**PROVIDED RECORDS**
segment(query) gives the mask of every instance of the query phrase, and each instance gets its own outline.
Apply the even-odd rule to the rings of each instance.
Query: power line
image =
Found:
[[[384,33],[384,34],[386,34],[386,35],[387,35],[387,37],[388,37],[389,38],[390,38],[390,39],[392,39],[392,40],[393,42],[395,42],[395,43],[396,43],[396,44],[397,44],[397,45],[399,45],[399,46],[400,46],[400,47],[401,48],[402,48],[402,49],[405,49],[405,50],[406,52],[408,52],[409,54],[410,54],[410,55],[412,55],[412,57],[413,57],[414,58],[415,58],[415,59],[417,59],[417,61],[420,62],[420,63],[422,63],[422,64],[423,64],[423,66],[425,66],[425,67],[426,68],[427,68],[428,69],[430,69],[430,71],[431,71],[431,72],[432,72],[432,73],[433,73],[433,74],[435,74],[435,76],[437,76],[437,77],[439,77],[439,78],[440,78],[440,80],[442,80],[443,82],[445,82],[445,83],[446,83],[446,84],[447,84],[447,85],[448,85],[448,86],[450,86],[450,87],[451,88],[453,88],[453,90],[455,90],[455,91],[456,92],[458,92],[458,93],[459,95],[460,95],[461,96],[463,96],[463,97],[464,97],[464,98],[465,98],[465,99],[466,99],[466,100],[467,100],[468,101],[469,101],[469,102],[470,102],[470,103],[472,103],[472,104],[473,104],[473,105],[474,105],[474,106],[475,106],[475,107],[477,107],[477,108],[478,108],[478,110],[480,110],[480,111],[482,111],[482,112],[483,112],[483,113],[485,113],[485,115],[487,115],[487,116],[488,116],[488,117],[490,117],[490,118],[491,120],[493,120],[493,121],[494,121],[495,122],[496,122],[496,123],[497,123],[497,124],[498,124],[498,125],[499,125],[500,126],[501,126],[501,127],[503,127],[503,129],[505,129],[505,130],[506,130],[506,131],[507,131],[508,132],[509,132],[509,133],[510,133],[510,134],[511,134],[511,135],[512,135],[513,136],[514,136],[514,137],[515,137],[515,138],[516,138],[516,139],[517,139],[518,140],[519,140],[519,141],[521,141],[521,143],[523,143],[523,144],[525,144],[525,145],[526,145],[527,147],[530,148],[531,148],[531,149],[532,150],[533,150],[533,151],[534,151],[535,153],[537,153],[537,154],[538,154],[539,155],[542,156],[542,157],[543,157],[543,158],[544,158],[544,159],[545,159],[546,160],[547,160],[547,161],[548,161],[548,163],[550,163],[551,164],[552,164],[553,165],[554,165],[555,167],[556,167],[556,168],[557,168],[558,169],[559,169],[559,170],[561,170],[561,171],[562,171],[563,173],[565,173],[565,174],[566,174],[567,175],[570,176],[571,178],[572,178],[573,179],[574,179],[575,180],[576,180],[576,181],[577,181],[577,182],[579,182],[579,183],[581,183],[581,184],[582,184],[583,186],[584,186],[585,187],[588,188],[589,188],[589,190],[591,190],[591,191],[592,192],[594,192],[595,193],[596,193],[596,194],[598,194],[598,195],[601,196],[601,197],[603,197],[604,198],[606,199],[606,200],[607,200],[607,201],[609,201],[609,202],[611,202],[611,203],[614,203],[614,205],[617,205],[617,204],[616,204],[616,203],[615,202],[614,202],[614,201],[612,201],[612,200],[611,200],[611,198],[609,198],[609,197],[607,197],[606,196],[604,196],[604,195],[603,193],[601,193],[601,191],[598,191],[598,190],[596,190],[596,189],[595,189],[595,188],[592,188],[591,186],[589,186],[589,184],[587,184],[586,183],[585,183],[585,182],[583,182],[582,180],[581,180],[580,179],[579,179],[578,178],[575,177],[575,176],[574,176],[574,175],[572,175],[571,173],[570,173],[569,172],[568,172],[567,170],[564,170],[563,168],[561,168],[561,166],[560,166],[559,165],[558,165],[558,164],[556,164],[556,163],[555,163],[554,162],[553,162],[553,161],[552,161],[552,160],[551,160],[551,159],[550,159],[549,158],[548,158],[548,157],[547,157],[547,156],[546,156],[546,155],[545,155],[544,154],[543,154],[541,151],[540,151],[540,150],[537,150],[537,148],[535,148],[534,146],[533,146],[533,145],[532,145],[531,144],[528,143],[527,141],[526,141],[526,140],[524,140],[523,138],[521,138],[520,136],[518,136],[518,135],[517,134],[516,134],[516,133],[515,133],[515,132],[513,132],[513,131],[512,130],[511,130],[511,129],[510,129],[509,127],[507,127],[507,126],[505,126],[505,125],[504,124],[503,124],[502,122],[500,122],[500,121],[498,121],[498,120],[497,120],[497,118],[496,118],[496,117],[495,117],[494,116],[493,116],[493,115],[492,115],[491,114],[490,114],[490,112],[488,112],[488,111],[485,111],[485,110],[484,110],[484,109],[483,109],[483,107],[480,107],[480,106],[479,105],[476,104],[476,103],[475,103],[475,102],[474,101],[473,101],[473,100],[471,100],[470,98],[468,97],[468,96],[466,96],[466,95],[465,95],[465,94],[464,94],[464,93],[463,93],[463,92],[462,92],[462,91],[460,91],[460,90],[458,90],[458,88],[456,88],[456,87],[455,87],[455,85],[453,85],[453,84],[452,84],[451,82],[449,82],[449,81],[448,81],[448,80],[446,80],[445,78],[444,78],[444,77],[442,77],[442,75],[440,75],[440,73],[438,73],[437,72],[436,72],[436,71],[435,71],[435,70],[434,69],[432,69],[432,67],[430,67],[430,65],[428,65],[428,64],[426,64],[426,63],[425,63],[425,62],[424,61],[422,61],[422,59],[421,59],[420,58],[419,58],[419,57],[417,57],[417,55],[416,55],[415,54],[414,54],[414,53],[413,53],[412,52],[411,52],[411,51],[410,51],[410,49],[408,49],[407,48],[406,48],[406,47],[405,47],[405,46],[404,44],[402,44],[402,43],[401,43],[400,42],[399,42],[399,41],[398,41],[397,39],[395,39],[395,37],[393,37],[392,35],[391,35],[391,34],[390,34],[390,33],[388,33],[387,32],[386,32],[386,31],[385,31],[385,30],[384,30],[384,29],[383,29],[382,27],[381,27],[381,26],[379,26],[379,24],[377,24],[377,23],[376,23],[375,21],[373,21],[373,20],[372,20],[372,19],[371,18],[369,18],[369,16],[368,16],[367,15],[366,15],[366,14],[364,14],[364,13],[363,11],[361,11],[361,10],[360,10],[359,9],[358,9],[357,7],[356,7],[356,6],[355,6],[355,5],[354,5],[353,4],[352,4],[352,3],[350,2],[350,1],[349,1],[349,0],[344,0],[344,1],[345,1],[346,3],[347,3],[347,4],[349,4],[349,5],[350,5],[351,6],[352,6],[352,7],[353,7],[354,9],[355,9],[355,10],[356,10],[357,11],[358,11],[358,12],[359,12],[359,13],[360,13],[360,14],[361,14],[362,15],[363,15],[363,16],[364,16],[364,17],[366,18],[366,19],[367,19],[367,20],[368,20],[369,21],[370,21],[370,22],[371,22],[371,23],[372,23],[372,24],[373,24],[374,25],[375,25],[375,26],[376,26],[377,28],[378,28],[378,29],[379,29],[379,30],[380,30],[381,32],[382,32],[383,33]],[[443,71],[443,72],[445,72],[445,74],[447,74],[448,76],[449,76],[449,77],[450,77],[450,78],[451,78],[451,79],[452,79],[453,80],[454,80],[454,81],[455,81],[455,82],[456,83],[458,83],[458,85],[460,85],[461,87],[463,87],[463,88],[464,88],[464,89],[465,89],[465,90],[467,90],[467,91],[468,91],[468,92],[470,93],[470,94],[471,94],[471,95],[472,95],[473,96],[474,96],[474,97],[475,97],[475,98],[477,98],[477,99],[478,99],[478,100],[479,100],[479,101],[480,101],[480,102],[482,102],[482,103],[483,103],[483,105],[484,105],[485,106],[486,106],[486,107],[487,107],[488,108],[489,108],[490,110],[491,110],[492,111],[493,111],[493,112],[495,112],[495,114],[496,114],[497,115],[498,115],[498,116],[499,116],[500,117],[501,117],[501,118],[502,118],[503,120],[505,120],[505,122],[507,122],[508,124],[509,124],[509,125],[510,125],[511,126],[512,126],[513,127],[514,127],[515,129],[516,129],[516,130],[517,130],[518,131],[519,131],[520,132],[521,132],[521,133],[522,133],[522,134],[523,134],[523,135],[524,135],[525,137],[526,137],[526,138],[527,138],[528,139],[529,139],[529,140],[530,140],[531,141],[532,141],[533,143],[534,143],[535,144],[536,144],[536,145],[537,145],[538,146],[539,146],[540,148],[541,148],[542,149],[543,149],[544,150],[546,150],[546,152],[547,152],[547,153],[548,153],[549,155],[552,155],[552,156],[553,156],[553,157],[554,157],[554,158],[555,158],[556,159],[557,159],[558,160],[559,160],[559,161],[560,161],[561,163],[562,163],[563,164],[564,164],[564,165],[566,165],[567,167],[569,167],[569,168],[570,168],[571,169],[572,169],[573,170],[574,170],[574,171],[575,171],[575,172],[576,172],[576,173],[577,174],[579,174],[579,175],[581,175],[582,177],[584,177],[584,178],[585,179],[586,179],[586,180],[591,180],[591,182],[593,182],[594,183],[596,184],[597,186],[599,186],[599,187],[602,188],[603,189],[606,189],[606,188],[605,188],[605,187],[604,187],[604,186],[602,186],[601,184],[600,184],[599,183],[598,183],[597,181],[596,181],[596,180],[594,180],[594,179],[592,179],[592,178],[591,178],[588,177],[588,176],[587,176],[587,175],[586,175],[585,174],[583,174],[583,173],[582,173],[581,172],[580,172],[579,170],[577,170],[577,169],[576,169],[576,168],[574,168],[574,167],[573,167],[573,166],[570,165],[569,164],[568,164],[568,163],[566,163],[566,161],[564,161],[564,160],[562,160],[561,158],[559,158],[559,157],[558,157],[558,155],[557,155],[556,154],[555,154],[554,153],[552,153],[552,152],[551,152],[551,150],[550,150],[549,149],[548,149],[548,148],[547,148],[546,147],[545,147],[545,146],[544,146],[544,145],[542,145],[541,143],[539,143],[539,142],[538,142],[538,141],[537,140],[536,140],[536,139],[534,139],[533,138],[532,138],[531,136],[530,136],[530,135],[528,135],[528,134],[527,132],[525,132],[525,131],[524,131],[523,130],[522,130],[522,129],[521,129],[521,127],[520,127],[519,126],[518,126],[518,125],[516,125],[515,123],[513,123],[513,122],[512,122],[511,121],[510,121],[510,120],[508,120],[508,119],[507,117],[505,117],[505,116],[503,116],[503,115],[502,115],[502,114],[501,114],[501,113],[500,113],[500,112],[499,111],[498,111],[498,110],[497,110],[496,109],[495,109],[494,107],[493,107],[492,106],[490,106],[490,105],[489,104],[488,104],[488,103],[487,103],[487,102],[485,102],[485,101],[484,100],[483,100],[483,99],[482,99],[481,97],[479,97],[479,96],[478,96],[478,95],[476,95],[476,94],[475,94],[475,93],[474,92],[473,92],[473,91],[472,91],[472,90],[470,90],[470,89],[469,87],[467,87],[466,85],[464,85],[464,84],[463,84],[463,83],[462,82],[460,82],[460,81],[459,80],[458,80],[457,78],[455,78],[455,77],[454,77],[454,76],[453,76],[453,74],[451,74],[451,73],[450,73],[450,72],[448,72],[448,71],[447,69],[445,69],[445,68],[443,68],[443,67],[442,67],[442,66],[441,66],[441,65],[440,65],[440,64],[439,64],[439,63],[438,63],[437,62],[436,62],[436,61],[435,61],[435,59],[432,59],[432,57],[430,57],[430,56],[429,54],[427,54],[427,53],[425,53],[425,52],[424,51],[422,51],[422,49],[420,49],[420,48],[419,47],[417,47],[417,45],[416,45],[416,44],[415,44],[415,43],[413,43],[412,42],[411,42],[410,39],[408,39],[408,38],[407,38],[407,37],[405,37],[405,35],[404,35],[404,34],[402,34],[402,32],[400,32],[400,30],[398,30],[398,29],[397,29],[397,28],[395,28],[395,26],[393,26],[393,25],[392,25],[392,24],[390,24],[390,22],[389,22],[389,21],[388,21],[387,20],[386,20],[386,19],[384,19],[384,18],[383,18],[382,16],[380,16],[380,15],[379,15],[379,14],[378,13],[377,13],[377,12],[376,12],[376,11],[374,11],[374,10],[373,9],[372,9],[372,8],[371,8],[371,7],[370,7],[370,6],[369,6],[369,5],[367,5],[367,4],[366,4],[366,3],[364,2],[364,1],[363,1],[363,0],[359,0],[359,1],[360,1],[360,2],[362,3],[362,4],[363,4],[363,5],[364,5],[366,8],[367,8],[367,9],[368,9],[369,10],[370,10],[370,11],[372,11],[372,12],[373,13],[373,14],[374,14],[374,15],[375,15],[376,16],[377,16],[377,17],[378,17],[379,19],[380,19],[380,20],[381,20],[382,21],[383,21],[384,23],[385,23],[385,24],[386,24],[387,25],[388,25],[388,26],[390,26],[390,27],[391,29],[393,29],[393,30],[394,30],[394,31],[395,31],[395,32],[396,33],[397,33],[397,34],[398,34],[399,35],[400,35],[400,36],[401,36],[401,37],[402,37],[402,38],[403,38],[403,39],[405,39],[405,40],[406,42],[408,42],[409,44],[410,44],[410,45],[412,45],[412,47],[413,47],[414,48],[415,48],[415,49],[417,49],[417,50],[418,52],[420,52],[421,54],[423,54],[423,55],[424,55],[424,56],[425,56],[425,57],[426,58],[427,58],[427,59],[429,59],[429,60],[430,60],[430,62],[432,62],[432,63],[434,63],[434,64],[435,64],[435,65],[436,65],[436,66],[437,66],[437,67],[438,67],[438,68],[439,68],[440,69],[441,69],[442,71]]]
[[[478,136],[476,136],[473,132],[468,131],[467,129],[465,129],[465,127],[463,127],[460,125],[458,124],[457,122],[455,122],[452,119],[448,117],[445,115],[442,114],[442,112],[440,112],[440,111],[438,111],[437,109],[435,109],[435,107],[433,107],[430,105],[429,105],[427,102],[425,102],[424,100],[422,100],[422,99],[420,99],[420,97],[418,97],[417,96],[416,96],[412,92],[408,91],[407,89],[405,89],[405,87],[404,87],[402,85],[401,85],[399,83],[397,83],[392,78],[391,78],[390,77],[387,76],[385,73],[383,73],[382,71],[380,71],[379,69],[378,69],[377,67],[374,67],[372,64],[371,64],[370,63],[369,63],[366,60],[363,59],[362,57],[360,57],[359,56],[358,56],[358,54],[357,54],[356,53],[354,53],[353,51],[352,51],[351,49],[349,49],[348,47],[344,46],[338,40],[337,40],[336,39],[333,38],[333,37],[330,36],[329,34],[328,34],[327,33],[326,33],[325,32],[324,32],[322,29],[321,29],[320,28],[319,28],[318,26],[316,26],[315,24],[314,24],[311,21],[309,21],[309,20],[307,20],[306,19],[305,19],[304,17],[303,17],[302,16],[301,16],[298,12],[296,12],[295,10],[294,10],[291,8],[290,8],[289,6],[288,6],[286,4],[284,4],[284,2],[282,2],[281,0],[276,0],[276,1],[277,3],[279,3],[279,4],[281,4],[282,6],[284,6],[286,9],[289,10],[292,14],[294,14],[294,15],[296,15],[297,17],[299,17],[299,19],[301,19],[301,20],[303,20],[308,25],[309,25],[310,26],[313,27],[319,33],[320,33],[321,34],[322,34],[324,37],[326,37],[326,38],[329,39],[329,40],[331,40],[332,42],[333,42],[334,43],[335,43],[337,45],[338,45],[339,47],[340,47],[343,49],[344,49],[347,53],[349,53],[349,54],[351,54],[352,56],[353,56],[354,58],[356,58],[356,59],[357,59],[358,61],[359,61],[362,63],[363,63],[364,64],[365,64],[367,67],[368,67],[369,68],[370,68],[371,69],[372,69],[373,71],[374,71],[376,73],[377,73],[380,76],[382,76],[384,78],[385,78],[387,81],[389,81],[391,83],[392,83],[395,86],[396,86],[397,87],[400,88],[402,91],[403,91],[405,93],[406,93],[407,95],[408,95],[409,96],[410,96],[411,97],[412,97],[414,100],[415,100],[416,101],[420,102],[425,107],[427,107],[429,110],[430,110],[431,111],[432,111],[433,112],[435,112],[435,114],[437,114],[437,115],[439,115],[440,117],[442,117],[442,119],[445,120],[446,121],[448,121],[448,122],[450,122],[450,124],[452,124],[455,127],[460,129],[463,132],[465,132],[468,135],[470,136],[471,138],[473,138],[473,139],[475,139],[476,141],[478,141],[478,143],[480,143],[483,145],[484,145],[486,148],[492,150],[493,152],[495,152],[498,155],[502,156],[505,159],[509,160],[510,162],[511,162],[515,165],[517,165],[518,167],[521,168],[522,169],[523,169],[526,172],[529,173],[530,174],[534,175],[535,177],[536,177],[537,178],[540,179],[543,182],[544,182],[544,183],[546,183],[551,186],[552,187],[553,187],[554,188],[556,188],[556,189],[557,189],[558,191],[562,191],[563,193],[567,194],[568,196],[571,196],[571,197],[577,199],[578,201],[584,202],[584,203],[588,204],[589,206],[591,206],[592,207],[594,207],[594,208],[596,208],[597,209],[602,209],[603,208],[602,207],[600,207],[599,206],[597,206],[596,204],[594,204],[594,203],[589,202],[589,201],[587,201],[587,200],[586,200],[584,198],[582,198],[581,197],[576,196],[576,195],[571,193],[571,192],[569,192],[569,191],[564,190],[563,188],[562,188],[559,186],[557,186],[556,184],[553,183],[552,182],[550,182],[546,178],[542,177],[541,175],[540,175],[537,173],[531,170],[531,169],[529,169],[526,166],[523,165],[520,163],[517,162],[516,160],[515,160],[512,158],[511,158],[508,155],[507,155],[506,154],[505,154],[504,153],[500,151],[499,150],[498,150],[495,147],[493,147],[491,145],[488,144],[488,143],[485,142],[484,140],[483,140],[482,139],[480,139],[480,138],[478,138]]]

**THE PROBLEM**
State how many lines of the material above contain the string "each", treating case as significant, and give only the number.

**EXERCISE ANSWER**
2